__Excerpted text__.
Award/Legend

Japanese Cultural Icons Reign Supreme: Studio Ghibli and Godzilla Clinch Oscar Glory

Hello, first of all, I’d like to felicitate two of the Japan’s cultural giants on winning the Oscar.

The 2024 Academy Awards ceremony, held Sunday in Los Angeles, was a big happy night for two of them as anime powerhouse Studio Ghibli and the 70-year-old Godzilla franchise which won high accolades from Hollywood’s elite.

The award for best animated feature film went to Hayao Miyazaki’s “The Boy and the Heron,” while Takashi Yamazaki’s monster film “Godzilla Minus One” won best visual effects.

Japanese anime giant Hayao Miyazaki won a U.S. Academy Award for “The Boy and the Heron” on March 10, 2024 Sunday, claiming one of the industry’s top honors for the second time with his long-awaited comeback release, while the latest “Godzilla” film became the first title from Japan and Asia to win best visual effects.

The Boy and the Heron

Miyazaki’s 124-minute fantasy, which was selected in the Academy’s animated feature category, also won top prizes for the genre at the Golden Globes in January and the British Academy competition last month after its release in Japan last year.

The latest work by Miyazaki, 83, is a fictional story set during World War II. Its protagonist, a Japanese boy named Mahito, moves to a new town after the death of his mother and meets a talking heron that leads him to a fantasy world.

The film, created at Studio Ghibli in Tokyo, beat four other features in the Academy awards category, including Walt Disney’s “Elemental” and U.S. superhero movie “Spider-Man: Across the Spider-Verse.”

“We are just extremely grateful. Miyazaki was very happy,” Toshio Suzuki, a producer and co-founder of Studio Ghibli Inc., Miyazaki’s production company, said at a press conference in Tokyo. Miyazaki did not attend the press conference.

Although Miyazaki had announced his retirement in 2013 after producing “The Wind Rises,” another of his Oscar-nominated films, he began his latest work in 2017.

Miyazaki’s “Spirited Away” won an Oscar in 2003, after being awarded the Golden Bear, the top prize at the Berlin International Film Festival, the previous year.

Around 50 people gathered at the studio in western Tokyo, cheering after hearing the announcement.

Fans of the film also applauded the win as they watched a live broadcast of the ceremony at a movie theater complex in Tokyo.

__Directions__.
• A. Answer these questions using the article on the Japanese Oscar wins:
(i) Which film won best visual effects?
(ii) How many minutes long is "The Boy and the Heron"?
(iii) In what year did "Spirited Away" win an Oscar?
• B. Put this sentence from the article on the Japanese Oscar wins into Spanish: "Around 50 people gathered at the studio in western Tokyo, cheering after hearing the announcement."
• C. Write the next part of the article on the Japanese Oscar wins, starting after its last sentence.

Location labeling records

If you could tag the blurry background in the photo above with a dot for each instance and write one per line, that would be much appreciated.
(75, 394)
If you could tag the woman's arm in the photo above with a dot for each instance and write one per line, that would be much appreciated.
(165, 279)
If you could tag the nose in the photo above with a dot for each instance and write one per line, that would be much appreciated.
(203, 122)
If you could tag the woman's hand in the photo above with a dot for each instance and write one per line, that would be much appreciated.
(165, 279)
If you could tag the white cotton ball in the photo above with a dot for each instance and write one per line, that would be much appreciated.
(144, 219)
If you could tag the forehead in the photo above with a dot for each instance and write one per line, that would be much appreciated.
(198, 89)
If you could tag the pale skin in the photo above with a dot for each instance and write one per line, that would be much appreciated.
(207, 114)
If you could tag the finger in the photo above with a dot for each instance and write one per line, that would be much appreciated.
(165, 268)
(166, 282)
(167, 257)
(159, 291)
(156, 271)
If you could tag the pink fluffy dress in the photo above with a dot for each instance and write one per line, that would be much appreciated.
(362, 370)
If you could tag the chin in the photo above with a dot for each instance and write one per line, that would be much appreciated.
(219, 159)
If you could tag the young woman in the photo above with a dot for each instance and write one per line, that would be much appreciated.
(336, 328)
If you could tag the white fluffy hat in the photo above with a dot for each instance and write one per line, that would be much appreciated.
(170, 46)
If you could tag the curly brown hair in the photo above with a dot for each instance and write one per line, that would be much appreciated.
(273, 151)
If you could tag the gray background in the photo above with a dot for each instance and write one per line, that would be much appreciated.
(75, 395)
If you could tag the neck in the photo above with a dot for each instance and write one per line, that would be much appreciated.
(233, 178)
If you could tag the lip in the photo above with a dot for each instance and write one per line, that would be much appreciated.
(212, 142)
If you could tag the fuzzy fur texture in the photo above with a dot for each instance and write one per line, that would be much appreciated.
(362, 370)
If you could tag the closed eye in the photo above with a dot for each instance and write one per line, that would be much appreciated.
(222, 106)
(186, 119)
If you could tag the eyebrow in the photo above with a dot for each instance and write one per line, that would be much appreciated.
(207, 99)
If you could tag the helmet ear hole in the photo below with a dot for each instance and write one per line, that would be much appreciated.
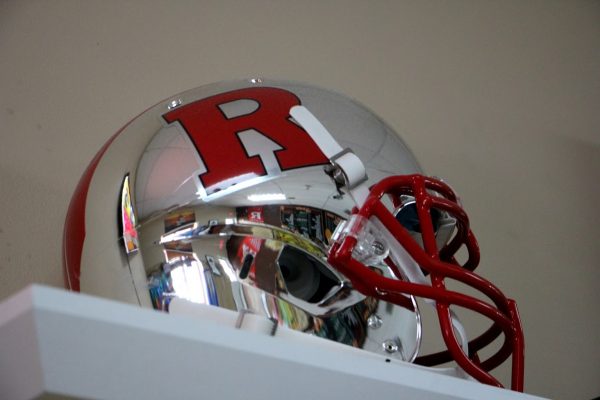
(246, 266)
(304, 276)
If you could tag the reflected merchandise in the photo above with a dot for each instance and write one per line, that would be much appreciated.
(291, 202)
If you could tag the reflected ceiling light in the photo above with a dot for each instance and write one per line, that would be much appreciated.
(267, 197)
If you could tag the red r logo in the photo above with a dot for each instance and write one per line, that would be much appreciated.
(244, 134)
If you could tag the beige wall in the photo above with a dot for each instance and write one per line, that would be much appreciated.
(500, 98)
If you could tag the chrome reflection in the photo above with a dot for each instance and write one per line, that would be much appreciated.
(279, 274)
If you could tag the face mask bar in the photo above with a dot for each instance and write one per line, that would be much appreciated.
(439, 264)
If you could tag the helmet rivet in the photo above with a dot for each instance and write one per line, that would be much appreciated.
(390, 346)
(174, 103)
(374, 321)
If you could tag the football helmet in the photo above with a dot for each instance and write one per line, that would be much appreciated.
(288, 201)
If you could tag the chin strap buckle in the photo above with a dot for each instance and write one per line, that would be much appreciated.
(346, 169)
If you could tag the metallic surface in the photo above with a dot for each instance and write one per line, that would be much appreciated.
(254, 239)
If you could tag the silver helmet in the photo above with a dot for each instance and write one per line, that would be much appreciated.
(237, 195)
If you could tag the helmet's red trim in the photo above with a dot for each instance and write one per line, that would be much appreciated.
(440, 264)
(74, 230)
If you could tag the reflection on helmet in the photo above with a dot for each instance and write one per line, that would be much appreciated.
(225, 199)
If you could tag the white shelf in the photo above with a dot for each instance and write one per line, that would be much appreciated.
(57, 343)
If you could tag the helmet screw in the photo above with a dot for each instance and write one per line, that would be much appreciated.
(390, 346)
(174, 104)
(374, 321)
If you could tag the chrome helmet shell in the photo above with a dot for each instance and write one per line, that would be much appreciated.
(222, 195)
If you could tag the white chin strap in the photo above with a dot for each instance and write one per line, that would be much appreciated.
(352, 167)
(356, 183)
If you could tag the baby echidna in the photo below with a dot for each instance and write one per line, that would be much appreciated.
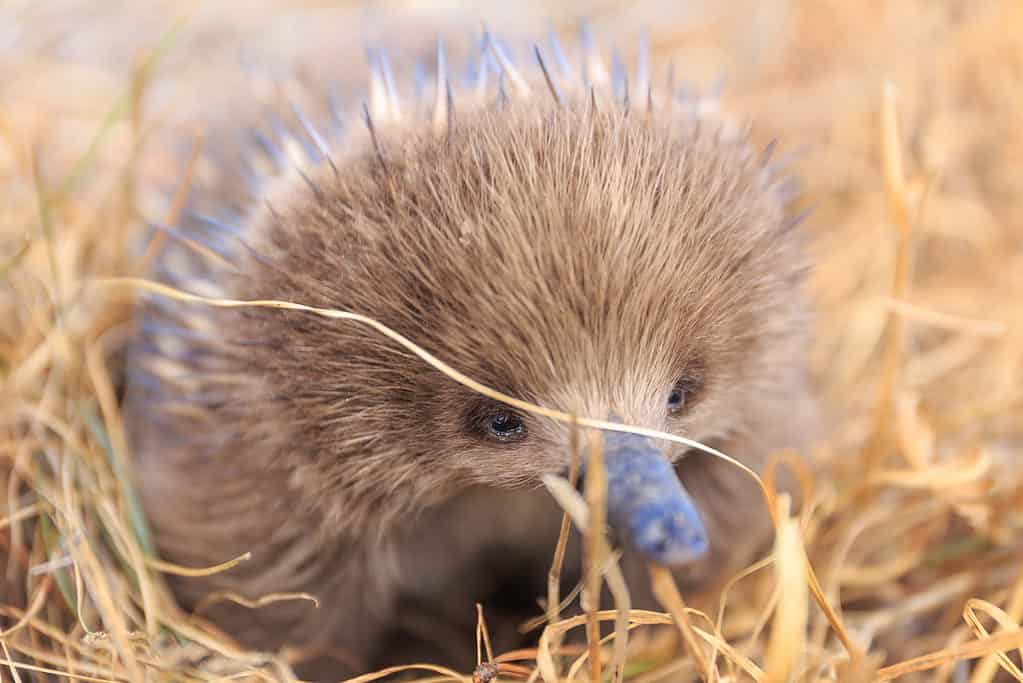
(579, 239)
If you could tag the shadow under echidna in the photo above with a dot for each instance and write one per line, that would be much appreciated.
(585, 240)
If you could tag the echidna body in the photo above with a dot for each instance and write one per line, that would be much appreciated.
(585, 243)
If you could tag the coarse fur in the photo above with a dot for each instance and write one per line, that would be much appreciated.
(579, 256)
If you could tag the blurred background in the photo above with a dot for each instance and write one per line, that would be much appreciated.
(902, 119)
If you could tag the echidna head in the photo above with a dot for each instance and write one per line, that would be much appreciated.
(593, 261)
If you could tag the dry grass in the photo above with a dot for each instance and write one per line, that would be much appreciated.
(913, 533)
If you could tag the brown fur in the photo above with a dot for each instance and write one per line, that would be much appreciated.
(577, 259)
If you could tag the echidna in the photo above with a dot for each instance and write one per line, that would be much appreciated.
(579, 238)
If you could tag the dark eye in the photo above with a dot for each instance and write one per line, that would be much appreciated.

__Answers to the exercises__.
• A.
(i) "Godzilla Minus One"
(ii) 124 minutes
(iii) 2003

• B. Alrededor de 50 personas se reunieron en el estudio del oeste de Tokio y lo celebraron con vítores al escuchar el anuncio.

• C.
“I grew up with Miyazaki’s anime and was also given the hope to live by ‘The Boy and the Heron,'” said Seiji Machida, 46, from Chiba Prefecture. “I’m very happy that (Miyazaki) returned, and that he won an award.”

In commemoration of Studio Ghibli’s film ‘How Do You Live? winning the Academy Award for Best Animated Feature, Ghibli Park (located in Nagakute City, Aichi Prefecture) is holding an exhibition from March 20th until around August.

At the end, there is a short video of “The boy and the heron”.

Godzilla Minus One

Meanwhile, Takashi Yamazaki’s “Godzilla Minus One,” set in postwar Japan, is the latest installment in the long-running franchise about a fire-breathing, city-stomping monster.

Masaki Takahashi, Takashi Yamazaki, Kiyoko Shibuya and Tatsuji Nojima celebrated winning the Oscar for best visual effects on the Dolby Theatre stage in Los Angeles, California

The film follows the story of a Japanese pilot burdened with guilt for surviving a kamikaze mission who joins forces with others to battle Godzilla, a giant reptilian monster that emerges in Tokyo and which threatens the city, already devastated by U.S. air raids during the Pacific war, with new destruction.

“To someone so far from Hollywood, even the possibility of standing on this stage seemed out of reach,” Yamazaki said upon receiving the award in Los Angeles.

“This award is proof that everyone has a chance,” the 59-year-old added.

The director had earlier described the film as a combination of “the newest digital technologies and classic methods from Japanese cinema” that created “the warmth of something handmade.”

The movie was made with a limited budget and utilized the traditional “tokusatsu”(special effects) technique for Japanese monster films, a method that uses composite images and miniature sets.

The Godzilla franchise is celebrating its 70th anniversary this year since the first film was released in 1954, inspired by the U.S. nuclear bomb testing in Bikini Atoll.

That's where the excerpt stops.